::: Отрывок :::

Пушкин сравнивает Николая Павловича с Императором Петром Первым, на которого втайне стремился походить недавно взошедший на престол Государь. Поэт успокаивает царя, отмечая, что и тот казнил1, но главное – программа действий, важная для государства, служащая его внутреннему усилению и внешнему авторитету. (Он пытался навести порядок в стране, имел успех в восточном районе. Здесь он пошел дальше, чем даже Екатерина Великая: она смогла завоевать Крым, присоединив его к России, Николай Первый завоевал пространство от Анапы до Батума, но это было позже...)
Они были почти ровесники: Император был на четыре года старше Пушкина, являвшегося в то время героем, другом декабристов, ссыльным поэтом. Как верно заметила А. Тыркова-Вильямс, “их разъединял день 14 декабря. Между ними стояло пять виселиц”, что и повлияло на начало их диалога2. Повлияло, но как? Этот вопрос разъединил умы как современников, так и исследователей!
В “Стансах” Пушкин, обращаясь к Императору, надеясь на мудрое правление, сравнивая его с Петром Великим, пишет:
Во всем будь пращуру подобен:
Как он, неутомим и тверд,
И памятью, как он, незлобен.
Здесь Пушкин просит Императора сжалиться над осужденными: они уже наказаны сполна. Повинную голову меч не сечет! Лежачего не бьют! Эти христианские заповеди проповедовал и Пушкин. Не случайно он в течение своей жизни боролся за смену гнева на милость в отношении своих друзей, друзей своей юности.
В письме к задушевному другу кн. П. А. Вяземскому он пишет 5 ноября 1830 года: “Каков Государь? Молодец! Того и гляди, что наших каторжников простит – дай Бог ему здоровья!”
“Стансы” явились поэтическим итогом их встречи.
В отношении Императора и в новейших публикациях до сих пор нет глубокого освещения его политики. К нему все же остается негативное отношение. Царь не ошибался ни в восточном вопросе, ни в вопросе освобождения крестьян. Он говорил, что их нельзя освободить одним росчерком пера... Он запретил продажу крестьян без земли; над помещиками, нарушавшими этот его указ, устанавливалась государственная опека, таким образом они отрешались от управления крестьянами. Некоторые его проекты не получили одобрения старшего брата Великого Князя Константина, и потому Госсовет принимал в таких случаях частичные решения. О многих начинаниях и решениях Императора знал Пушкин и пытался в меру своих возможностей повлиять на них. Например, своей “Историей Пугачевского бунта”. Помещикам надо было напомнить о волнениях крестьян, как страшны их бунты, когда они борются за свою свободу. История должна была подтолкнуть помещиков на реформы.

::: Извлечённые строки :::

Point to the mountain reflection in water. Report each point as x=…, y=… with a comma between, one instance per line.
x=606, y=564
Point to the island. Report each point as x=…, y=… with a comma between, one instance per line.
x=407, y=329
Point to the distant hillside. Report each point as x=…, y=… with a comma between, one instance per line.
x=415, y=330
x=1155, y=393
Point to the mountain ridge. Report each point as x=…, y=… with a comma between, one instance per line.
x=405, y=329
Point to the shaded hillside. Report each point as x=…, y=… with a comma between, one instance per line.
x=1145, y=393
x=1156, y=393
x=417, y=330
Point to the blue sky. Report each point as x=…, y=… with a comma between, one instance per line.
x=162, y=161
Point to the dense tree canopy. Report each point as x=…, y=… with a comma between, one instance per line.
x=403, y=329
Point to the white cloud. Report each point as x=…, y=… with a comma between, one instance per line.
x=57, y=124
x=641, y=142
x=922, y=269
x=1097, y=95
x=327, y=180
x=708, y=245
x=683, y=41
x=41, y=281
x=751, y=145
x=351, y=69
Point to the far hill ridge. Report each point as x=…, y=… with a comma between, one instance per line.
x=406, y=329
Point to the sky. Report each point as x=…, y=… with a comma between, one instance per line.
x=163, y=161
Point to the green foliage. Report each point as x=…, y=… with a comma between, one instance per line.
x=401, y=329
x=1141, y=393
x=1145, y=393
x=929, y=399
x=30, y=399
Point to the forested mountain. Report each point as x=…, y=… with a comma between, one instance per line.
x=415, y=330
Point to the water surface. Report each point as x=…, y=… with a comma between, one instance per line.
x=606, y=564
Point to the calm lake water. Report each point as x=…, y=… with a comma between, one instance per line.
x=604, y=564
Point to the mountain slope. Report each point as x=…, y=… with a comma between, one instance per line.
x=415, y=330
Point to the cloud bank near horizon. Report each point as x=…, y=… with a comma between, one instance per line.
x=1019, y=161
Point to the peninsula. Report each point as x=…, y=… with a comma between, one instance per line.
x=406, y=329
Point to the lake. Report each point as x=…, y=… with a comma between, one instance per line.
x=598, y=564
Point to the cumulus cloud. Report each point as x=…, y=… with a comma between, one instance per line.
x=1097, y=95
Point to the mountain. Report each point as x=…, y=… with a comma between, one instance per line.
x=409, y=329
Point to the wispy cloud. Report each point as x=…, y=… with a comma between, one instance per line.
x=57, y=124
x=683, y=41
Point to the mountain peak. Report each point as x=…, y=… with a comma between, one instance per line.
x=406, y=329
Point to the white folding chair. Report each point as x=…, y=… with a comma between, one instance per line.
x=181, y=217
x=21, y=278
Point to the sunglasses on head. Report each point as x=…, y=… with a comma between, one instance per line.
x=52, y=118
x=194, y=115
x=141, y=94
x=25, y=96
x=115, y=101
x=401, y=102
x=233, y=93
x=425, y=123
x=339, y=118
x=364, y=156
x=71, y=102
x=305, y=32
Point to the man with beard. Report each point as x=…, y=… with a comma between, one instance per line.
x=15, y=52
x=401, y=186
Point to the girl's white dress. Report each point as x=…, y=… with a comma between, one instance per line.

:::

### [Задания]
(a) На сколько лет, согласно отрывку о Пушкине и Николае Первом, Император был старше поэта?
(b) Продолжите отрывок о Пушкине и Николае Первом с того места, где он заканчивается.

### [Ответы к заданиям]
(a) Император был старше Пушкина на четыре года.

(b)
Не случайно Пушкин написал и записку “О народном воспитании”, где ясна идея обуздания чиновничества, но и эта его разработка не получила должного продолжения. В отзыве царь отметил, что просвещение “есть правило опасное для общего спокойствия, завлекшее Вас самих на край пропасти и повергнувшее в оную толикое число молодых людей”. Поэт понимал задачи и устремления Государя. Другое дело, что его надежды часто не сбывались.
Вспоминая московскую аудиенцию, Пушкин признавался А. О. Смирновой – он думает, что Петр Великий вдохновил тогда Государя, прибавив “мне кажется, что мертвые могут внушать мысли живым”1.
Близость к Императору была замечена. Пушкина стали придворные обвинять в лести, в желании выслужиться. Прежде всего это относится к “Стансам”. Их многие считали и считают “началом или, вернее, признаком измены Пушкина прежним взглядам, началом его подслуживания перед властью”2. А это далеко не так.
Пушкин не изменял прежним взглядам, убеждениям, он только изменил свое отношение к практическому применению их, к средствам. Пушкин старался вызвать в правительстве сочувствие к просвещению. Пушкин ждал от будущего много доброго для России, так как он надеялся, что новый царь будет походить на Петра Великого, который умел отличить Як. Долгорукова3 от буйного стрельца, то есть наказывая открыто восставших, допускал и одобрял законную оппозицию, который не боялся, любил и понимал родину и был вечным работником на пользу ее. В этом отношении и интересны “Стансы”, но в данном случае надо выяснить отношение Пушкина к декабристам. Поэт приравнивает их к буйным стрельцам. Вот, говорят, как быстро изменилось его отношение к декабристам, к прежним товарищам! Нет, мы знаем, что сочувствие им Пушкина не изменилось, мы знаем, что за несколько дней до “Стансов” он написал послание Пущину и через несколько месяцев послание друзьям в Сибирь. При этом мы не должны видеть в “Стансах” грубую лесть. Правительство победило, раздавило вооруженное восстание, но, следуя примеру Петра, царь должен теперь идти по пути преобразования, допускать свободу оппозиции, нужную для выяснения истины и потребностей народа. Поэт отмечает, что смысл “Стансов” благородный: тут не лесть, а высокое наставление для новой власти!
Искренность составляет отличие поэзии Пушкина.
Императору не все нравилось в поэте, не все понимал и разделял Монарх. Это сложные и многогранные отношения двух великих людей, на которых было обращено множество пытливых и умных глаз. Ясно одно – Государь принял на себя труд быть цензором поэта, прославившего новое царствование, на которое в обществе возлагались большие надежды4.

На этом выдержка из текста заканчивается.